> [TASK ITEM] Find the line containing "of the white" in the records below. Copy exactly that line and each one after it, ending at the line containing "the black pole", and nothing more.
◆ ◆ ◆ ◆ ◆
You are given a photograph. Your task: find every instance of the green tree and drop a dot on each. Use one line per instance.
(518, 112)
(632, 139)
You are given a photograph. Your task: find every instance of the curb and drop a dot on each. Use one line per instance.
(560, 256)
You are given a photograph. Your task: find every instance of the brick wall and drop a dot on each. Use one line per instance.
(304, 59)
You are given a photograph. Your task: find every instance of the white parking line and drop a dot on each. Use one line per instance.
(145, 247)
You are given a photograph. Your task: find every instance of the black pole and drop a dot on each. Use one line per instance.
◆ ◆ ◆ ◆ ◆
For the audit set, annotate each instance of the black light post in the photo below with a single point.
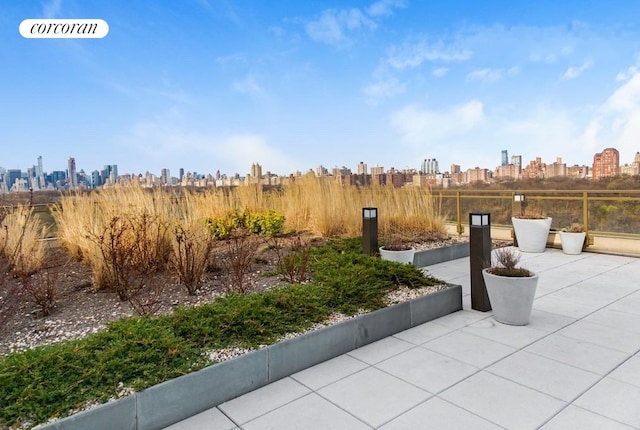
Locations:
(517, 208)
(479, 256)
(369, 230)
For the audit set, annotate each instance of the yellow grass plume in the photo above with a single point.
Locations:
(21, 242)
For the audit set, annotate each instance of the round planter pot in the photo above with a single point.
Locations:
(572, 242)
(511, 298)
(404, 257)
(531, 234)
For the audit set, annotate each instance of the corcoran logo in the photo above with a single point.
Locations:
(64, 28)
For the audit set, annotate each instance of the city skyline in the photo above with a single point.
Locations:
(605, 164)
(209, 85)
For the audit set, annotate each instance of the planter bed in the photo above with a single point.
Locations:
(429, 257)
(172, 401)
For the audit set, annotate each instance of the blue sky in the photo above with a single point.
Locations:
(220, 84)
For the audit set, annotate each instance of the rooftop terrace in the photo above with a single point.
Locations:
◆ ◆ ◆ ◆ ◆
> [SOLUTION FOR THIS PROBLEM]
You are given a photograph. Your task: find every instance of the white parking line and drop a dot on each. Use one line per instance.
(145, 247)
You are given a photograph. Your task: find every instance of the black pole and drop a dot on each. Use one line per instance.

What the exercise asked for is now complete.